___ TEXT EXCERPT ___

Trust me, 156 is still pretty long for park riding at our weight (Remember, I weigh a little more than you at 180lbs). That is if you are doing jibs. For jumps a 156 is perfect. I wouldn't go over 159 for an all-mountain board unless I am riding powder.

You are within the range, even if it's on the top of the manufacturer's suggested range. These are just suggestions to give you an idea of where to start. If you go shorter than the scale, the board will flex slightly softer. If you go over the scale, the board will flex slightly stiffer.

On a 158w, you'll be stable and have more control over the board. Believe me, you'll feel the difference coming off a 165.


----------



## gjsnowboarder (Sep 1, 2009)

Go with Leo's suggestion for board length. Just to give an idea if I was to get the Vapor or the Custom X I would be looking at 159 or above for a free-ride machine but I weigh in at 215 pounds and 6'0". You'll have a ton more fun. For Park riding I'm in the 157 to 159 range.

As for the question on Manf and board length vs weight discussion that one is easy. Take the BMI for instance. I'm considered overweight for my height but if you see my frame that isn't unhealthy. Samething happens with the board sizes. Everyone is a little different in length/ frame/height/ and weight. Add that in with riding style and you get the big variance. Because boarders tend to be able to do slower speed tricks and explorer tighter terrain the smaller board than suggested is what happens vs skiers where the ski size usually increases with abilities.


----------



## elheffe (Apr 23, 2010)

sorry if i'm raiding your response board, but i've gotta wee question too. i'm checkin out the custom X too. What is the difference for park riding between the Custom and the Custom X?


----------



## Reede (Feb 16, 2009)

elheffe said:


> sorry if i'm raiding your response board, but i've gotta wee question too. i'm checkin out the custom X too. What is the difference for park riding between the Custom and the Custom X?


The Custom X is a lot stiffer. It's better for high speed turns and hitting jumps with than the Custom, but its not very good for buttering and jibbing with.


----------



## Leo (Nov 24, 2009)

Reede said:


> The Custom X is a lot stiffer. It's better for high speed turns and hitting jumps with than the Custom, but its not very good for buttering and jibbing with.


Bingo!
/10char


----------



## hayden907 (Apr 14, 2010)

Don't buy a vapor, they are WAY overpriced, I wouldn't want to be riding something that's $1,000 even if I did have the money


----------



## Leo (Nov 24, 2009)

___ RECORDS ___

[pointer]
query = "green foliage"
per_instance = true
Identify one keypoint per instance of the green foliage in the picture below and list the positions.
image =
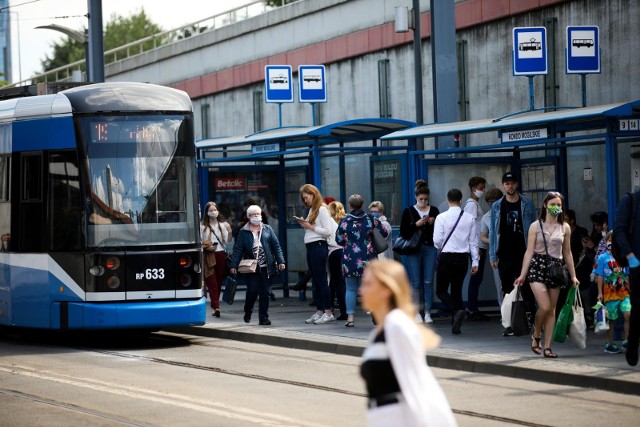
(278, 3)
(119, 31)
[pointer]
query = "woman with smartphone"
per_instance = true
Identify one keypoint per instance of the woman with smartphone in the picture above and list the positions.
(317, 229)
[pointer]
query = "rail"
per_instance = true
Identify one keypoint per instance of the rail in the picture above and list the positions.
(76, 71)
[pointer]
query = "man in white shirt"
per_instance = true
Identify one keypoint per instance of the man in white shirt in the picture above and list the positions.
(455, 236)
(477, 186)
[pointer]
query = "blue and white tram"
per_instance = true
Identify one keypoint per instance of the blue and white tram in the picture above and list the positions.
(98, 210)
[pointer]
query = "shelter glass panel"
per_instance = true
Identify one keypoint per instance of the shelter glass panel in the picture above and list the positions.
(586, 181)
(358, 176)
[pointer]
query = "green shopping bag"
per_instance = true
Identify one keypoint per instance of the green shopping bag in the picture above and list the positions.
(565, 317)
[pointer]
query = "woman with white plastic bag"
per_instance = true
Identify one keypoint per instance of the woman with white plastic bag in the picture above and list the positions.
(535, 267)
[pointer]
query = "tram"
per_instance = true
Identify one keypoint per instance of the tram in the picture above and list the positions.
(98, 210)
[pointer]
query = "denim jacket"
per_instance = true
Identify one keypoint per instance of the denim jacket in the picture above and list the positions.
(243, 248)
(529, 216)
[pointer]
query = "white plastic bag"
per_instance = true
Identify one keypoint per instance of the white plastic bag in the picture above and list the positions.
(600, 319)
(578, 327)
(505, 308)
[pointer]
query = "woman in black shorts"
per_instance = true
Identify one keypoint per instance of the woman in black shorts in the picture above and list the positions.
(536, 261)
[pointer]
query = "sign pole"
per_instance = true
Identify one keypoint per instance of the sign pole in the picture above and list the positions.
(532, 102)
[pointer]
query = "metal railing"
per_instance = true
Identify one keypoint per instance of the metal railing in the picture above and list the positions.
(138, 47)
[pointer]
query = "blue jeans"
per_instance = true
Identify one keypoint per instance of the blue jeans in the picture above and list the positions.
(258, 285)
(421, 267)
(317, 255)
(353, 283)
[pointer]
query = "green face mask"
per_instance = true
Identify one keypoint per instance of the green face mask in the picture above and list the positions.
(554, 210)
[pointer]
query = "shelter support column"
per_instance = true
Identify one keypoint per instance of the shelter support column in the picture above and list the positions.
(611, 159)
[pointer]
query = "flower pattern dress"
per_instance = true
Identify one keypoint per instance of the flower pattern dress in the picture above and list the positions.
(355, 236)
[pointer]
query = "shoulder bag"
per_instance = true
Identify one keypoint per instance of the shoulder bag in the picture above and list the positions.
(557, 273)
(248, 266)
(447, 239)
(380, 243)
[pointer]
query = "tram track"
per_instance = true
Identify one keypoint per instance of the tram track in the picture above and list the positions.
(73, 408)
(465, 413)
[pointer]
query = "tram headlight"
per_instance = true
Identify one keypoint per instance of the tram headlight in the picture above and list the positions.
(112, 263)
(185, 280)
(185, 261)
(113, 282)
(96, 270)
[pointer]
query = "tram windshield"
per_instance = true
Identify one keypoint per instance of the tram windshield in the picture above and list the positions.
(141, 180)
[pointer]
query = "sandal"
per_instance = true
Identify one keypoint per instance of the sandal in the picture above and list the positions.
(536, 348)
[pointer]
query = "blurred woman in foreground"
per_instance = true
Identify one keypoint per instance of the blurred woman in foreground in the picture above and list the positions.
(402, 389)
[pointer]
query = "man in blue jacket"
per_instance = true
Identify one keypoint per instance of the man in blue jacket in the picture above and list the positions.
(511, 217)
(628, 215)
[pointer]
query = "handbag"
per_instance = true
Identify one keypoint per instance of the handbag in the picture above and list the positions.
(209, 263)
(601, 323)
(229, 294)
(506, 307)
(519, 321)
(557, 274)
(404, 246)
(565, 317)
(578, 326)
(447, 239)
(248, 266)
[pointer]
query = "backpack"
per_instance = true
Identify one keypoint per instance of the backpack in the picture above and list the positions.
(615, 246)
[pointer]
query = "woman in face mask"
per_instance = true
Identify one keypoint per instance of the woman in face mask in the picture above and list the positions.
(421, 261)
(557, 234)
(215, 234)
(259, 241)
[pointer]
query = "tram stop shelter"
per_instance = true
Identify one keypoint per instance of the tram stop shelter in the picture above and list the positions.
(270, 166)
(590, 154)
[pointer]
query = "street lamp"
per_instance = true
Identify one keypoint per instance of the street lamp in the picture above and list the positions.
(80, 37)
(19, 49)
(404, 21)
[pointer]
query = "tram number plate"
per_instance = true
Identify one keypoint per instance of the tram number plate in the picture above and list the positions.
(628, 124)
(151, 274)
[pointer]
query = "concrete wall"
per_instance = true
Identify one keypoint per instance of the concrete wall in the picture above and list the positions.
(224, 67)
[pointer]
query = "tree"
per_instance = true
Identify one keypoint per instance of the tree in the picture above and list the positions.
(119, 31)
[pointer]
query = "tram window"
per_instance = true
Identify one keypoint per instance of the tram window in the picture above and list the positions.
(32, 178)
(65, 202)
(5, 162)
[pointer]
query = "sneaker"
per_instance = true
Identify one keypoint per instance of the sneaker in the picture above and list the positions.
(458, 318)
(508, 332)
(313, 318)
(612, 348)
(325, 319)
(632, 354)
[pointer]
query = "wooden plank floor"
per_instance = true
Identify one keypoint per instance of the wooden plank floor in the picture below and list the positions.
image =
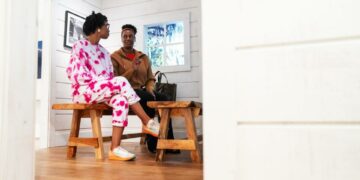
(52, 163)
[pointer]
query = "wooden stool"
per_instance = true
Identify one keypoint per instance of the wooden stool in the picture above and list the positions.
(95, 112)
(186, 109)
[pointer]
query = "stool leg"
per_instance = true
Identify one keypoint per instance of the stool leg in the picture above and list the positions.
(74, 132)
(142, 139)
(191, 133)
(164, 125)
(95, 116)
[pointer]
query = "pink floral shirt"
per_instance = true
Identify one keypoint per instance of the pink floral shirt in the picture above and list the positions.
(88, 65)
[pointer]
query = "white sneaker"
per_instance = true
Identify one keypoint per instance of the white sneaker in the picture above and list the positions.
(121, 154)
(152, 128)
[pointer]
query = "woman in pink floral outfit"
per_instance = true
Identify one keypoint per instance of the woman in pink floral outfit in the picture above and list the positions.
(91, 74)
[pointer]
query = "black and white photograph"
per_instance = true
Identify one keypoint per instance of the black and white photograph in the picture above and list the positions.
(73, 28)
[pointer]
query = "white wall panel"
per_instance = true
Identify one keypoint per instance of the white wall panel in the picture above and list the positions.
(282, 21)
(62, 58)
(149, 8)
(314, 82)
(322, 152)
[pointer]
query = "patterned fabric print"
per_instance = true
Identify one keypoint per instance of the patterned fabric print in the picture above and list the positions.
(91, 74)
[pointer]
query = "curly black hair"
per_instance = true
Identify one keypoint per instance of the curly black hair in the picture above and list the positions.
(129, 26)
(93, 22)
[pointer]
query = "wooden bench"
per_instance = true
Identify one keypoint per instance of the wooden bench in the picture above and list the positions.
(95, 112)
(186, 109)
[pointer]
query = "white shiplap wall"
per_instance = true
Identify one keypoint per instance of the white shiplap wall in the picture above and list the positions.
(300, 82)
(296, 65)
(118, 13)
(134, 12)
(60, 121)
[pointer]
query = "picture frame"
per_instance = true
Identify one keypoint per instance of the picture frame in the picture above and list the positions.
(73, 29)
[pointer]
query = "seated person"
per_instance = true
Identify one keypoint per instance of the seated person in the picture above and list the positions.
(92, 80)
(136, 67)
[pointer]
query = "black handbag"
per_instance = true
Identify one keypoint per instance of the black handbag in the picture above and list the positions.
(167, 89)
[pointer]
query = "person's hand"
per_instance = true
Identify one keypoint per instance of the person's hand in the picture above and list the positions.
(136, 64)
(150, 89)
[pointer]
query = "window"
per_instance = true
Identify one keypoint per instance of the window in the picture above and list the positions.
(167, 44)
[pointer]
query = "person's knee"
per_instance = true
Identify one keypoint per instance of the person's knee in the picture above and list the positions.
(121, 80)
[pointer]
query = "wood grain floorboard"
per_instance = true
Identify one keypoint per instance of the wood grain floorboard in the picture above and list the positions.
(51, 163)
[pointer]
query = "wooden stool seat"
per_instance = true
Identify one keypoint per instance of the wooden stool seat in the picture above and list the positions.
(95, 112)
(186, 109)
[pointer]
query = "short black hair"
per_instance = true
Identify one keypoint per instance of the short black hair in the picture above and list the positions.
(92, 22)
(129, 26)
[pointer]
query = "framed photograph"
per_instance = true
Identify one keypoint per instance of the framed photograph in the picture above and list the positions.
(73, 29)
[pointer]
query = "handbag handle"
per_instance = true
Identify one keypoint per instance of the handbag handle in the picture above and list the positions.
(160, 76)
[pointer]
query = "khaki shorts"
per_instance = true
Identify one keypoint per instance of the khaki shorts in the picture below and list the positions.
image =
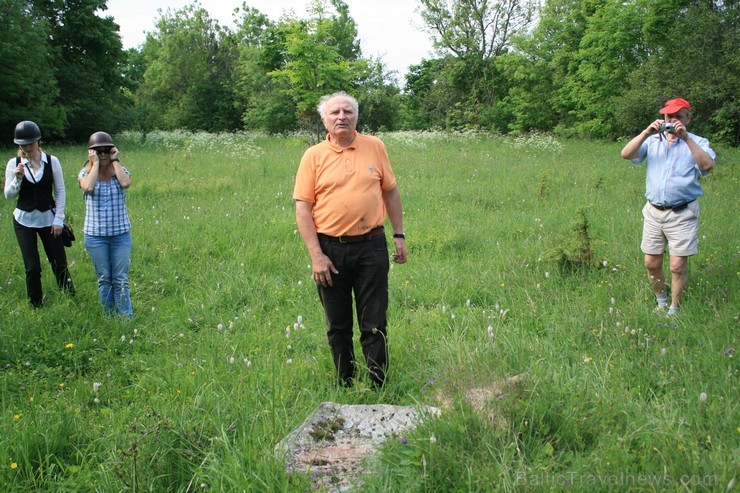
(678, 230)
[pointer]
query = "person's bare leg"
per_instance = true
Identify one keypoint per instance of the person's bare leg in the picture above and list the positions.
(679, 280)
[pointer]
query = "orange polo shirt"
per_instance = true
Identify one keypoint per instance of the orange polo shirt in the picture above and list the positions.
(345, 185)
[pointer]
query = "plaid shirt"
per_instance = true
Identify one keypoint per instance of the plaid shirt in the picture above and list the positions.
(105, 208)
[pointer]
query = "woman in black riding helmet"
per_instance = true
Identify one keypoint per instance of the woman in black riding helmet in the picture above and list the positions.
(35, 178)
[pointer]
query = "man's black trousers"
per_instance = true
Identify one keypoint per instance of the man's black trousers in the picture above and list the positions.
(363, 270)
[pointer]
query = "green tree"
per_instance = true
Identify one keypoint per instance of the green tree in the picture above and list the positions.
(475, 28)
(316, 60)
(88, 57)
(261, 50)
(695, 56)
(29, 88)
(187, 82)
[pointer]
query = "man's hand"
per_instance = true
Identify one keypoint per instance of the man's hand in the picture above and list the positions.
(680, 130)
(400, 256)
(18, 171)
(654, 127)
(323, 268)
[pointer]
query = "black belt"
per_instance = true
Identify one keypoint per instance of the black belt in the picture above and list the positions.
(674, 208)
(373, 233)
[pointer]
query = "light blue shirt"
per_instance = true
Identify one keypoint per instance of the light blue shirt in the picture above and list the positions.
(672, 175)
(105, 208)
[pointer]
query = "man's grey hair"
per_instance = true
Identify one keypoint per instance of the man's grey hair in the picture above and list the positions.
(322, 102)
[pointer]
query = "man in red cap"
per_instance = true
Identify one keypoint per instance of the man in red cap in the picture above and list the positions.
(675, 159)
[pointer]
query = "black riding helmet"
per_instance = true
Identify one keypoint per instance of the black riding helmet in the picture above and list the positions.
(26, 132)
(99, 139)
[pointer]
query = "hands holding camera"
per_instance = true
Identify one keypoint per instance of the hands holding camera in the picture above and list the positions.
(18, 171)
(663, 127)
(111, 153)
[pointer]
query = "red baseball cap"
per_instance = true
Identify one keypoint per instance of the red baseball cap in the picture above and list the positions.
(674, 106)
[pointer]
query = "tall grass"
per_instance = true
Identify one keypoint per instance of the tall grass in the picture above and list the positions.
(227, 350)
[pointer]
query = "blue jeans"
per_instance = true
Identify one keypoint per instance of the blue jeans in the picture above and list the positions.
(111, 256)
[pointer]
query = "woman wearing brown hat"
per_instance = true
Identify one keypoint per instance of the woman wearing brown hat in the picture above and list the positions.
(107, 226)
(36, 179)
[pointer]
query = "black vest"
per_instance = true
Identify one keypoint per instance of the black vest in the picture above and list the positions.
(37, 196)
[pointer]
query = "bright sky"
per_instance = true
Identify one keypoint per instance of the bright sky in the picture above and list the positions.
(390, 29)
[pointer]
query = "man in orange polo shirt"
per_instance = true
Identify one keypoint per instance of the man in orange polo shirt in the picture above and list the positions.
(344, 188)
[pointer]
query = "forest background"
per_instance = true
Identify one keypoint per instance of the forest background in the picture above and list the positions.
(576, 68)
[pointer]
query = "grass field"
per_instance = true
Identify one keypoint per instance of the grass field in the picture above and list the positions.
(523, 260)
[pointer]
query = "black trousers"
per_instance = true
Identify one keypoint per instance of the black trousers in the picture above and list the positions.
(363, 270)
(55, 253)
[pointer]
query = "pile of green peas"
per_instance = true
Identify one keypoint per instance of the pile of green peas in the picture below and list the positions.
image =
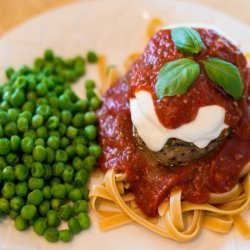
(48, 146)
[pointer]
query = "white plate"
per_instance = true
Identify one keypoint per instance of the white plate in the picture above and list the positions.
(115, 28)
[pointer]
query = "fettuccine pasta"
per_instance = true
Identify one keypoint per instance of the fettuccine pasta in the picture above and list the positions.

___

WORK TO DO:
1 – In the snowboard forum thread, how does the Custom X compare with the Custom in stiffness?
2 – Locate every line in the entries that contains the word "metal".
The snowboard forum thread and the entries have no connection to each other.

IN RESPONSE:
1 – The Custom X is a lot stiffer.

2 –
query = "metal railing"
Identify one keypoint per instance of the metal railing in the picture above and list the positions.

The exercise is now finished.